**** Dataset entries ****

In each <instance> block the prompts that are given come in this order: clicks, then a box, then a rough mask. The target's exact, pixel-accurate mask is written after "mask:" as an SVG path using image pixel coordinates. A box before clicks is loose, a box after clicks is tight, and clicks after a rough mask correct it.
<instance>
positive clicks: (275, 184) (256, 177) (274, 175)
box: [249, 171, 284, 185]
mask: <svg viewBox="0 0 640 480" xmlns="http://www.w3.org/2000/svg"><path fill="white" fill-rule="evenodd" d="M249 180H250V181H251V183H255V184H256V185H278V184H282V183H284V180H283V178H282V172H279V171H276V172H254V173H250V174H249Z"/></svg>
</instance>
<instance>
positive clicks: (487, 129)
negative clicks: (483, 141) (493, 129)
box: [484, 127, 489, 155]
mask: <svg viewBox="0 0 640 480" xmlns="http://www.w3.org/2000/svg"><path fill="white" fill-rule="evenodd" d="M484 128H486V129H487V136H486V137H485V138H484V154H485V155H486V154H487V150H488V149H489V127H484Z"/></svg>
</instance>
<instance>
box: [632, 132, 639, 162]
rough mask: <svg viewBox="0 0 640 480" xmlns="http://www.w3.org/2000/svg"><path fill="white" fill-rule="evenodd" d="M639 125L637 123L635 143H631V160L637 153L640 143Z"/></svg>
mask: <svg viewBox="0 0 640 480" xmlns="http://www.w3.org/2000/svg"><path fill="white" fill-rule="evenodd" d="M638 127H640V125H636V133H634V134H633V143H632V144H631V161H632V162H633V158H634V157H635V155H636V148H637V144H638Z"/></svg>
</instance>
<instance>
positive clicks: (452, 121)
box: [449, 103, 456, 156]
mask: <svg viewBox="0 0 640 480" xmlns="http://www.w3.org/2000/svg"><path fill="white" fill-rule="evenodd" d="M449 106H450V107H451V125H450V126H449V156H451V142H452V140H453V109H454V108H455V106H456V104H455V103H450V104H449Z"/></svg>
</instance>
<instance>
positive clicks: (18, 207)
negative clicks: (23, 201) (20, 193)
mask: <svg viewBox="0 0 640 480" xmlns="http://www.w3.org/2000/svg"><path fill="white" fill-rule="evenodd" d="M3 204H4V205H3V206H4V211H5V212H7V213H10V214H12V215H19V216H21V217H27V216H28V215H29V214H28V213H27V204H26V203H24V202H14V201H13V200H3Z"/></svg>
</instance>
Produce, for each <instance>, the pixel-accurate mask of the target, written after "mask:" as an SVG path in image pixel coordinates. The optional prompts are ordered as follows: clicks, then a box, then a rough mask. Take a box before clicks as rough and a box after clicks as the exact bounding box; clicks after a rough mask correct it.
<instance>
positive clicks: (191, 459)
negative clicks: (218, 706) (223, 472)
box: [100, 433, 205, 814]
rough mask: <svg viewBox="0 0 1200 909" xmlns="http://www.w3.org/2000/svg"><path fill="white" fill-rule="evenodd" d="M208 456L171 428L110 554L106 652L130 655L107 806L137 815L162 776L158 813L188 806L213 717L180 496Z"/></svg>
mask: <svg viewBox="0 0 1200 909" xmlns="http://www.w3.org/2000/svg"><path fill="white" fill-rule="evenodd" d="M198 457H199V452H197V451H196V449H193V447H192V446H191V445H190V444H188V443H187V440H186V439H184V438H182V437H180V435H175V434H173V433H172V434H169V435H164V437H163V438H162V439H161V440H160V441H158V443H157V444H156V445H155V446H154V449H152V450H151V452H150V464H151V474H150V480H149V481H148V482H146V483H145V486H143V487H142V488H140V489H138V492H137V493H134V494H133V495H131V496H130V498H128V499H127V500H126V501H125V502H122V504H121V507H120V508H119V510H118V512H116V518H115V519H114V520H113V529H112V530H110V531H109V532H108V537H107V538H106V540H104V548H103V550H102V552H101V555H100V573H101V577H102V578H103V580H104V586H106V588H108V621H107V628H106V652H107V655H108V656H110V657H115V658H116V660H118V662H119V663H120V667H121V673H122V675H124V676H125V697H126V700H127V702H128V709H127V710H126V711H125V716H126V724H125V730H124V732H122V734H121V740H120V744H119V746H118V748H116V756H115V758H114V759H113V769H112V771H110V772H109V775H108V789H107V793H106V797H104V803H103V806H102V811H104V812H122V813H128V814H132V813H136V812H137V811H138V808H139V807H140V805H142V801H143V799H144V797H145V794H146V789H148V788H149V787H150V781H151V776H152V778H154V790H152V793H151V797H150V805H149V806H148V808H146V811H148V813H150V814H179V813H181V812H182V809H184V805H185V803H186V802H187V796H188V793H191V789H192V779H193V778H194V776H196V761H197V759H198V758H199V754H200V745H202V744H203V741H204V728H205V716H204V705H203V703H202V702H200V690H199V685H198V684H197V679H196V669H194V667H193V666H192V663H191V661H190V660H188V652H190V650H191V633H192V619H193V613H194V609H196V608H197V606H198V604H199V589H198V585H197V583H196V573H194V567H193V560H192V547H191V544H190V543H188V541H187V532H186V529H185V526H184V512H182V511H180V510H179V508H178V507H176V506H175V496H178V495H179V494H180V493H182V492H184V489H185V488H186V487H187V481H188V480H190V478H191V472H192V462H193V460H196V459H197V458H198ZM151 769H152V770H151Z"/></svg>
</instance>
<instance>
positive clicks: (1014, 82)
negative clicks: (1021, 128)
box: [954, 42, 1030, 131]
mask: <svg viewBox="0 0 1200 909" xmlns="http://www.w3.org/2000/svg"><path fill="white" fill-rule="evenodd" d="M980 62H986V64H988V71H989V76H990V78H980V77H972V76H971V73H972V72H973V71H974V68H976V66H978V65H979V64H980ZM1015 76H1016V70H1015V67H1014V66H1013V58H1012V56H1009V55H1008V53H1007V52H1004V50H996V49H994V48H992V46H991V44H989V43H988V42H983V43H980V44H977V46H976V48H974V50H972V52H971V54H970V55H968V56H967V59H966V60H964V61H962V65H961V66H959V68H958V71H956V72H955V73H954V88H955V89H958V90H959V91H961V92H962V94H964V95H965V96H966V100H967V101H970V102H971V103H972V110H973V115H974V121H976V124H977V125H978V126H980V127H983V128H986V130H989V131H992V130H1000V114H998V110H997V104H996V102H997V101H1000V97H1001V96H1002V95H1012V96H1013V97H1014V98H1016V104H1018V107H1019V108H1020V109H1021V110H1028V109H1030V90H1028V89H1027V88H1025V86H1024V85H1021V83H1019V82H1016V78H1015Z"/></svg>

****
**** Dataset entries ****

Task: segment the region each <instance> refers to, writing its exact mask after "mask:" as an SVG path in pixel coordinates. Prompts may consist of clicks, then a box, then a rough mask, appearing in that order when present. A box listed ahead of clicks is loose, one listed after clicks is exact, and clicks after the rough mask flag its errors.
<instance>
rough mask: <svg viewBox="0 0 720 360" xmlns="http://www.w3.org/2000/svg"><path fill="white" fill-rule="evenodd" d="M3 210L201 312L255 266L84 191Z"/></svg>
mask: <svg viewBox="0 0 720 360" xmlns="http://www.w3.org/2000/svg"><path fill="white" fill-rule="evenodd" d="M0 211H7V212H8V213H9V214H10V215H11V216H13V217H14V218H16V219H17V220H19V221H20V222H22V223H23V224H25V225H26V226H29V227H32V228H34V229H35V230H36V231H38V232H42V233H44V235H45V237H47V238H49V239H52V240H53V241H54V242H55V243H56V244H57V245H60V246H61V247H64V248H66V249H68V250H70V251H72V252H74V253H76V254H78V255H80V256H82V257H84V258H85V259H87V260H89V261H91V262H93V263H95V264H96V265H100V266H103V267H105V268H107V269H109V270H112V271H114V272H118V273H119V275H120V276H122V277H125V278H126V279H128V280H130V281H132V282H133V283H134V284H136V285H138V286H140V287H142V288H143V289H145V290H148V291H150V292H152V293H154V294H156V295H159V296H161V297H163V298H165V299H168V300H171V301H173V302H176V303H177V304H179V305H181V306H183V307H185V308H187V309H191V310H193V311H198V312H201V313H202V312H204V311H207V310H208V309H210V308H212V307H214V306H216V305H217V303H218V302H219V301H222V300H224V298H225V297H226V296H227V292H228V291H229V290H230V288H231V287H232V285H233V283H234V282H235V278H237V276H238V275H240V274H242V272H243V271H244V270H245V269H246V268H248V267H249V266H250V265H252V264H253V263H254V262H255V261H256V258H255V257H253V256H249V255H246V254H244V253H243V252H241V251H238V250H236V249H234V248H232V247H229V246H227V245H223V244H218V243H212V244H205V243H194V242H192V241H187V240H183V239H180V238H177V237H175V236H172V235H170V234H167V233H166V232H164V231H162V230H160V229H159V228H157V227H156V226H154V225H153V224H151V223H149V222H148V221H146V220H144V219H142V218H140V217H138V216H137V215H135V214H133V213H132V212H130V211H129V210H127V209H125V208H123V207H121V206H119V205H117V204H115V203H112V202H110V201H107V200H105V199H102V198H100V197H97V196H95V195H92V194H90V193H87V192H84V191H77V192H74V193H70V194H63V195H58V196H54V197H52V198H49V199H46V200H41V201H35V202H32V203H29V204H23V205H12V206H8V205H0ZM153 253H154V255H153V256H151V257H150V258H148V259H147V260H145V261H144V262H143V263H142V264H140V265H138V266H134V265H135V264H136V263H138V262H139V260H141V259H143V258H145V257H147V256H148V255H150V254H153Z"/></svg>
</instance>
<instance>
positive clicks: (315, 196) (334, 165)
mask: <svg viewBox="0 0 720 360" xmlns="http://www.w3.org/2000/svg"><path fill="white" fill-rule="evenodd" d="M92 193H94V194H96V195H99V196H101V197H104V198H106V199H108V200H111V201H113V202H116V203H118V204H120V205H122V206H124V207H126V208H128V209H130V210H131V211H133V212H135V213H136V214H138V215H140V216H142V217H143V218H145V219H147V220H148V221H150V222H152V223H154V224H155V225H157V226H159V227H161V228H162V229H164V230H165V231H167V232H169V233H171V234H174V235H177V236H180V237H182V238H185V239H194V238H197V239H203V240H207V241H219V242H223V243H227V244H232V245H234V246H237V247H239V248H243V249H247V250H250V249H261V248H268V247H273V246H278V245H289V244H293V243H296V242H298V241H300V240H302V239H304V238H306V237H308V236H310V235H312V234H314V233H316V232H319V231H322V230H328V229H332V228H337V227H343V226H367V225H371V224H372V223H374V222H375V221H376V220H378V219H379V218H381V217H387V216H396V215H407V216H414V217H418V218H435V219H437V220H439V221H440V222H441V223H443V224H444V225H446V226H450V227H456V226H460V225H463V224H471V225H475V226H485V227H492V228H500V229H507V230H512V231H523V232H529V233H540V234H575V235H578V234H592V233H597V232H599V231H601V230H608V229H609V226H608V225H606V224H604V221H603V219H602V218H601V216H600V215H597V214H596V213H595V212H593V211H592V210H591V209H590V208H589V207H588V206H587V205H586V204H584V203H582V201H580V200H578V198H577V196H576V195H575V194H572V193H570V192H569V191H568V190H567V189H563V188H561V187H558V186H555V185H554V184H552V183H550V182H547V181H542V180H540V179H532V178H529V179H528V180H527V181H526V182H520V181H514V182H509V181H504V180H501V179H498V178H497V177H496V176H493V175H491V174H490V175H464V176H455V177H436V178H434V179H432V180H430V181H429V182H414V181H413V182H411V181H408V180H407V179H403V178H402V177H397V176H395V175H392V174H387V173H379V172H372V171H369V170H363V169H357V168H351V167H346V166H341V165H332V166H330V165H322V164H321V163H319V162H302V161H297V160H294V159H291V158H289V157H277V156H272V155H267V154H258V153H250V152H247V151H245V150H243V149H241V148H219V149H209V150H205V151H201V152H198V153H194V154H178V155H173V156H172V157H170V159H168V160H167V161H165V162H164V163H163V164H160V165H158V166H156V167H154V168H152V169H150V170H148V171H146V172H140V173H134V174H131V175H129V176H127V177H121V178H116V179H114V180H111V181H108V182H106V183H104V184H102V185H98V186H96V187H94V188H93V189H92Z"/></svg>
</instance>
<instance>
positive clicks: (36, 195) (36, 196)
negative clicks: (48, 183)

****

▶ What is expected:
Copy out the stretch from the line containing "Task: segment the" through the line containing "210L201 312L255 266L84", reproducing each line precisely.

▶ Expected answer:
Task: segment the region each <instance> refers to, writing its exact mask after "mask:" as an SVG path in pixel coordinates. Prompts may consist of clicks, then a box, then a rough mask, appearing in that order when present. A box listed ahead of clicks is loose, one listed after clicks is exact, and clicks after the rough mask flag its errors.
<instance>
rough mask: <svg viewBox="0 0 720 360" xmlns="http://www.w3.org/2000/svg"><path fill="white" fill-rule="evenodd" d="M3 210L201 312L255 266L84 191Z"/></svg>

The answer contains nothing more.